What can the Cowboys do to ensure they have a solid starting quarterback moving forward?
Jerry Jones will have some tough calls to make during the 2021 offseason, but none tougher than what to do at quarterback.
Dak Prescott was lights out as the one constant in Mike McCarthy’s system through the first four and a half weeks, and was the singular hope for Cowboys fans that this season might not be lost. But after his devastating ankle injury that not only ended his season but put his future in doubt, Dallas turned to backup in Andy Dalton. Six quarters into his stay with the Cowboys, it’s clear he’s at best a rental option.
Playing on the franchise tag, Prescott was looking to earn his new contract well over the $40 million per season mark. Leading the NFL with 1,856 yards, nine touchdowns and four interceptions, those are certain stats worth franchise-caliber money.
Now, Prescott has to hope that post-surgery he can return to a similar style of play but more immediately the Cowboys need to figure out what their plan at quarterback will be in 2021 before options start getting taken off the table. .
Another franchise tag looming?
As reported, Dallas still will look to sign Prescott to a second franchise tag before the start of next season. This past year, Prescott’s tag was worth a guaranteed $31.4 million. If he signs again, that price will rise to roughly $37.6 million.
Sure, that’s what Jones would hope for, but who says Prescott would take the deal after the injury that could derail his career? That also won’t help with lingering issues on the defense and offensive line.

________________________________________

**Goal of the exercise**. From the Cowboys quarterback article, rewrite the stretch that begins with "Now, Prescott has" and ends with "roughly $37.6 million.", putting "signal-caller" in place of "quarterback".

(Dataset entries)
________________________________________

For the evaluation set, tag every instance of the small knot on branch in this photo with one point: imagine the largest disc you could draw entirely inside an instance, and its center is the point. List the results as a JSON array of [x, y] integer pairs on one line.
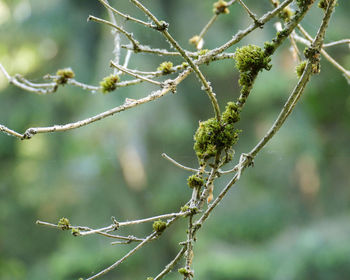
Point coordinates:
[[30, 132], [161, 26]]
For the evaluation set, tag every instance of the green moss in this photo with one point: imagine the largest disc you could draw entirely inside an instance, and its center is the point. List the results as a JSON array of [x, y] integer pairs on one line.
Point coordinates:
[[159, 226], [286, 14], [251, 58], [231, 113], [269, 48], [64, 75], [195, 181], [220, 7], [109, 83], [183, 271], [302, 4], [203, 52], [300, 68], [212, 137], [75, 231], [185, 208], [63, 224], [165, 67]]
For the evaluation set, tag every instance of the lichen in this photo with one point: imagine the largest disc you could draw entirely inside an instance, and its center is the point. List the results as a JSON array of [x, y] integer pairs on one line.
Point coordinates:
[[220, 7], [249, 61], [75, 231], [300, 68], [64, 75], [203, 52], [251, 58], [183, 271], [63, 224], [165, 67], [212, 137], [109, 83], [286, 14], [159, 226], [303, 4], [195, 181]]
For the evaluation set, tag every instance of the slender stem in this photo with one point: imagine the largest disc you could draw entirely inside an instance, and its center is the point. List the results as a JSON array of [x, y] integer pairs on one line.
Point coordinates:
[[134, 42], [127, 17], [163, 29], [308, 41], [335, 43], [298, 90], [121, 68], [171, 265], [130, 253], [179, 164], [250, 13], [30, 132], [241, 34]]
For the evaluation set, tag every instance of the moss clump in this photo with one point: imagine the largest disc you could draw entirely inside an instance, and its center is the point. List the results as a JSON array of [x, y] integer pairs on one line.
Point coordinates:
[[185, 208], [249, 61], [203, 52], [286, 14], [231, 113], [75, 231], [323, 4], [195, 181], [184, 271], [302, 4], [220, 7], [64, 75], [165, 67], [109, 83], [300, 68], [159, 226], [213, 136], [269, 48], [251, 58], [63, 224]]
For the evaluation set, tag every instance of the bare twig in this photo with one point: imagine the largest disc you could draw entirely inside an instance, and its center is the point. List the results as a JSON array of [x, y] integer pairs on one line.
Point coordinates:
[[171, 265], [163, 29], [131, 73], [128, 35]]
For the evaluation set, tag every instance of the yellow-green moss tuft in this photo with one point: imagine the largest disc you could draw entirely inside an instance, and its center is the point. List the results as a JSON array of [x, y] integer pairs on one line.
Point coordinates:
[[220, 7], [159, 226], [109, 83], [195, 181], [63, 224], [165, 67], [64, 75], [300, 68]]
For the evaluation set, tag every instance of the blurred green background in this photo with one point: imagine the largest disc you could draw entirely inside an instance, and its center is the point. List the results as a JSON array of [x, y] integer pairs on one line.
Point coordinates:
[[287, 218]]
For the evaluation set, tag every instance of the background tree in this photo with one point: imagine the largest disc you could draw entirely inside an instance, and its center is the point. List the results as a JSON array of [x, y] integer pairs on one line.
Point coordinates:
[[87, 174]]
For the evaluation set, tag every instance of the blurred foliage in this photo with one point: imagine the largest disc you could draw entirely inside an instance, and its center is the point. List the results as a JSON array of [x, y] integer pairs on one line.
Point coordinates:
[[288, 217]]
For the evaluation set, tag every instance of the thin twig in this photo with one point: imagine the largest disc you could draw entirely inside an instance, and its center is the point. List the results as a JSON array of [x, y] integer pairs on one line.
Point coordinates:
[[250, 13], [179, 164], [128, 35], [171, 264], [121, 68], [170, 86], [163, 29], [335, 43], [308, 41], [127, 17]]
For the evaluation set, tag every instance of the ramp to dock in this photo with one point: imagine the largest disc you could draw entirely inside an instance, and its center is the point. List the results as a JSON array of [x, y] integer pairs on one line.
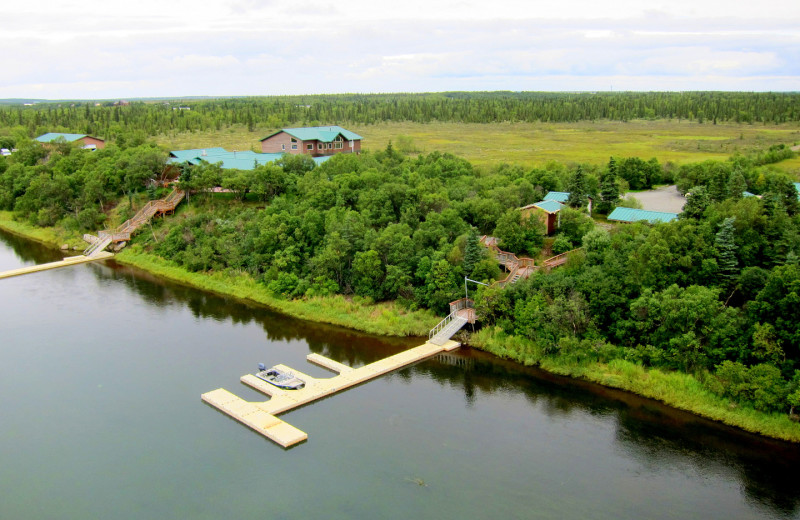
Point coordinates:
[[72, 260], [261, 416]]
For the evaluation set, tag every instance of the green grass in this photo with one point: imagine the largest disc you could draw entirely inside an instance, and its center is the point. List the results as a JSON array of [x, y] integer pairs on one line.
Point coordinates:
[[388, 318], [536, 144], [676, 389], [55, 237]]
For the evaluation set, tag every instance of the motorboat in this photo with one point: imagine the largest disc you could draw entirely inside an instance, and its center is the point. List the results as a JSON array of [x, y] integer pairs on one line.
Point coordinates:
[[280, 378]]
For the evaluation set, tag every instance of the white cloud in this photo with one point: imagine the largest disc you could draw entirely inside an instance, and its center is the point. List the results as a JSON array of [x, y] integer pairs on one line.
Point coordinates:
[[240, 47]]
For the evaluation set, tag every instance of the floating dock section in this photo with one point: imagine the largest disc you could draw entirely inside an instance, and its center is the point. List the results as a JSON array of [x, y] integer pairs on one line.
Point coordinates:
[[261, 416], [71, 260]]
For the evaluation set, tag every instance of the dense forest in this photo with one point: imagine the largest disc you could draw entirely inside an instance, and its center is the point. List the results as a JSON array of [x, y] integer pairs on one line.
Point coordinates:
[[714, 294], [109, 120]]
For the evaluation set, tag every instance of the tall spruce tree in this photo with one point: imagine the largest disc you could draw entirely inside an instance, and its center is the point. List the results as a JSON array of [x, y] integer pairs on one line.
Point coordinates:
[[473, 253], [726, 253], [696, 203], [609, 189]]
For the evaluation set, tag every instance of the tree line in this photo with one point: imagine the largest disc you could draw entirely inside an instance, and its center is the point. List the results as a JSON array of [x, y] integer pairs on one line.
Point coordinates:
[[713, 293], [109, 121]]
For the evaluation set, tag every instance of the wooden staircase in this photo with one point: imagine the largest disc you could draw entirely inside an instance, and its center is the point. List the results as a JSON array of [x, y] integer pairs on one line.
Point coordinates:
[[520, 268], [123, 232]]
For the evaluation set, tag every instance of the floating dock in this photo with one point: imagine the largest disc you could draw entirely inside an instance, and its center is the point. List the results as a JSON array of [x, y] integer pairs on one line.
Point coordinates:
[[71, 260], [261, 416]]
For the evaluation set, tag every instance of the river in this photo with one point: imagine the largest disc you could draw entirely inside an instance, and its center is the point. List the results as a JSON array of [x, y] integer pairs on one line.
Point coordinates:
[[100, 417]]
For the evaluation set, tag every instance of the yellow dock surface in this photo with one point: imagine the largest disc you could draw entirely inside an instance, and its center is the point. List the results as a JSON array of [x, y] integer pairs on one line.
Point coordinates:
[[261, 416], [71, 260]]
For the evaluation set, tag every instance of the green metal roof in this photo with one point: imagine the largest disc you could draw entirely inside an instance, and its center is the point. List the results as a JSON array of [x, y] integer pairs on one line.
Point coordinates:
[[560, 196], [179, 156], [634, 215], [52, 136], [325, 134], [550, 206], [244, 160]]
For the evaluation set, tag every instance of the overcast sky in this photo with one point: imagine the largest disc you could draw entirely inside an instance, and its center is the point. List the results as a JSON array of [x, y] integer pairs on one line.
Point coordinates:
[[58, 49]]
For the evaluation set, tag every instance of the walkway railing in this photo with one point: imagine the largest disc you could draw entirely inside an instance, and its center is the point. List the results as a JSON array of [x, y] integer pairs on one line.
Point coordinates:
[[517, 267], [123, 232], [561, 259]]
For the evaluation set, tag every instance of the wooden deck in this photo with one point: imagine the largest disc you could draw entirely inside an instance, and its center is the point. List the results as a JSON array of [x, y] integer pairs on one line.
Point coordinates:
[[72, 260], [261, 416]]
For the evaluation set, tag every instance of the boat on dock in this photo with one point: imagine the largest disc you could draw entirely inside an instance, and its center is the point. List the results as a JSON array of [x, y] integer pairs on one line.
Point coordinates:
[[280, 378]]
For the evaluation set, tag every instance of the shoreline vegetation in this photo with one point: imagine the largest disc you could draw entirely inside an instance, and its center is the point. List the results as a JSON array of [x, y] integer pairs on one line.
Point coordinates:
[[676, 389], [700, 313], [386, 318]]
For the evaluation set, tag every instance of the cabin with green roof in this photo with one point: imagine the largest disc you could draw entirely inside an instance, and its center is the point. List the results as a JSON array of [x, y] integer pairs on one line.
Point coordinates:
[[88, 142], [239, 160], [315, 141], [545, 210], [621, 214]]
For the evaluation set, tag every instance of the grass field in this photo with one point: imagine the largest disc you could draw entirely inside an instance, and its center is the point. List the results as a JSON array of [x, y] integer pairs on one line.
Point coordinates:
[[536, 144]]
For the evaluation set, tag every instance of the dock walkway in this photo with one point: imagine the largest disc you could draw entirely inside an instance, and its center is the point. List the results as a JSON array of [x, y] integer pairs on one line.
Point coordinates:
[[261, 416], [71, 260]]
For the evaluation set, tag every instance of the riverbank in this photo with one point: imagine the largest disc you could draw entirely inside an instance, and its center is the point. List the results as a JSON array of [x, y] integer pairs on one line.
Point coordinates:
[[678, 390], [681, 391], [386, 319]]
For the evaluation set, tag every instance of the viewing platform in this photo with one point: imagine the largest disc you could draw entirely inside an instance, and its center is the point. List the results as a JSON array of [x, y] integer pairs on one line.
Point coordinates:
[[261, 416], [71, 260]]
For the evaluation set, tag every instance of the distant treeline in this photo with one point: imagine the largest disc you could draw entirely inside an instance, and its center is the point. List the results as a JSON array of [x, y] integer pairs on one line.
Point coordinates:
[[152, 118]]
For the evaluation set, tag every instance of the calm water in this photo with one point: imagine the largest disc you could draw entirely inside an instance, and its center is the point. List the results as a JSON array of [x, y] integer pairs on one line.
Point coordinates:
[[100, 417]]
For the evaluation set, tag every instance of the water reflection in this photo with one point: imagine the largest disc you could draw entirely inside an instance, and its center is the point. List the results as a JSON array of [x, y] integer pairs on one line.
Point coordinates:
[[343, 345], [655, 435], [648, 435], [29, 252]]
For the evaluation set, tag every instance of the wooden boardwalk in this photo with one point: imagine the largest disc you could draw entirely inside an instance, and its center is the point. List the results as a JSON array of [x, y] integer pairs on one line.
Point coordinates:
[[72, 260], [261, 416]]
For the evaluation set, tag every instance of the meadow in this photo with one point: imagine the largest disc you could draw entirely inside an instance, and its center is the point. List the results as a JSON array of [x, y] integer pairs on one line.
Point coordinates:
[[536, 144]]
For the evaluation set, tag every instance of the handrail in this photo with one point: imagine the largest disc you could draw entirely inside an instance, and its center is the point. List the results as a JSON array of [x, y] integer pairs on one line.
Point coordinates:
[[441, 325], [124, 230], [556, 260]]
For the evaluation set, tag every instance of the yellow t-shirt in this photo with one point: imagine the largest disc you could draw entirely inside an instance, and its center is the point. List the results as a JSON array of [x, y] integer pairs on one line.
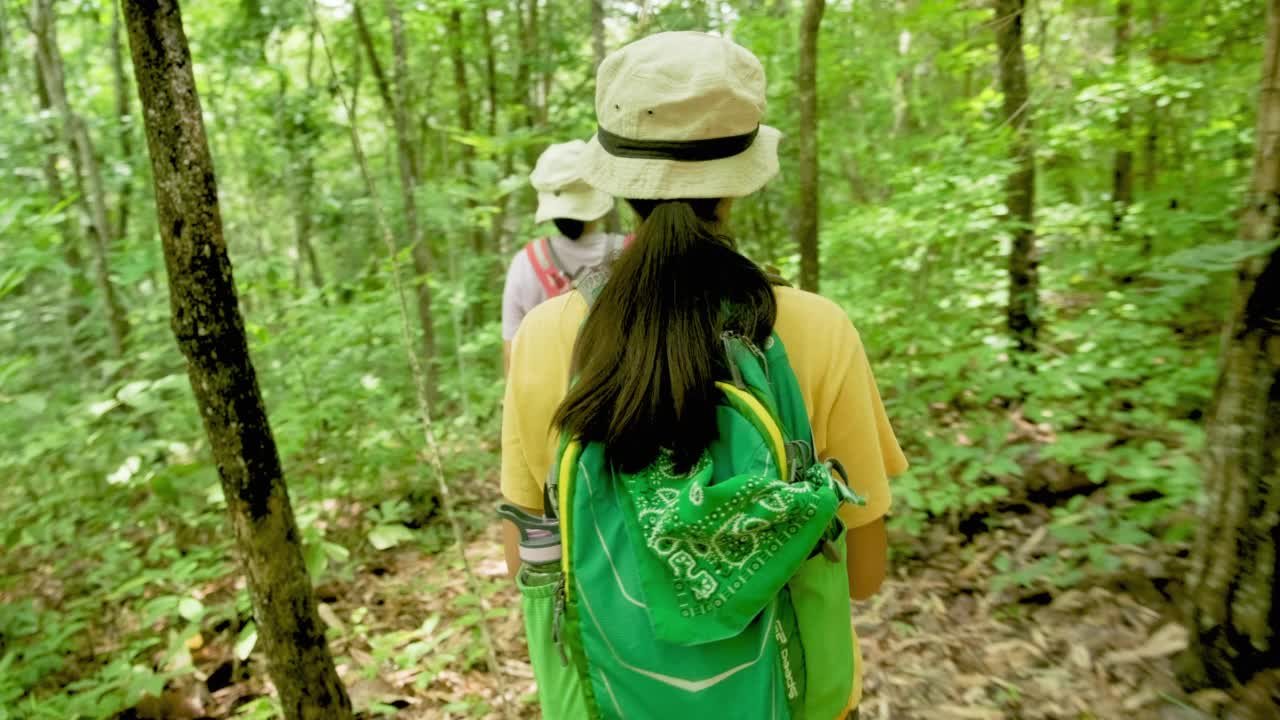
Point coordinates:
[[824, 351]]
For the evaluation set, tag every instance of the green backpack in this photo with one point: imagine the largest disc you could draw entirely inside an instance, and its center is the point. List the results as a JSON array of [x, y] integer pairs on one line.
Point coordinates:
[[720, 592]]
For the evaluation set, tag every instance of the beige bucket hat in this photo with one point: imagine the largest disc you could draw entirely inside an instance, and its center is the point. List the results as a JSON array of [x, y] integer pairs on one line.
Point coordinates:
[[561, 191], [679, 115]]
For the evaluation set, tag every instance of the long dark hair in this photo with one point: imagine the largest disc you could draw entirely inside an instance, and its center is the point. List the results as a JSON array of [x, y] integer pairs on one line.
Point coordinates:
[[570, 227], [648, 356]]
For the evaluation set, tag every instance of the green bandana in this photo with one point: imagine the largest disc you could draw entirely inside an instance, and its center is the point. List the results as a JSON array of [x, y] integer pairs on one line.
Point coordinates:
[[721, 548]]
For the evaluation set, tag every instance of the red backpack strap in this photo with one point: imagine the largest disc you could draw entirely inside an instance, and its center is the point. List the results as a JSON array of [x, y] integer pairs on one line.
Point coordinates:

________________________________________

**Solution below**.
Now, Prescott has to hope that post-surgery he can return to a similar style of play but more immediately the Cowboys need to figure out what their plan at signal-caller will be in 2021 before options start getting taken off the table. .
Another franchise tag looming?
As reported, Dallas still will look to sign Prescott to a second franchise tag before the start of next season. This past year, Prescott’s tag was worth a guaranteed $31.4 million. If he signs again, that price will rise to roughly $37.6 million.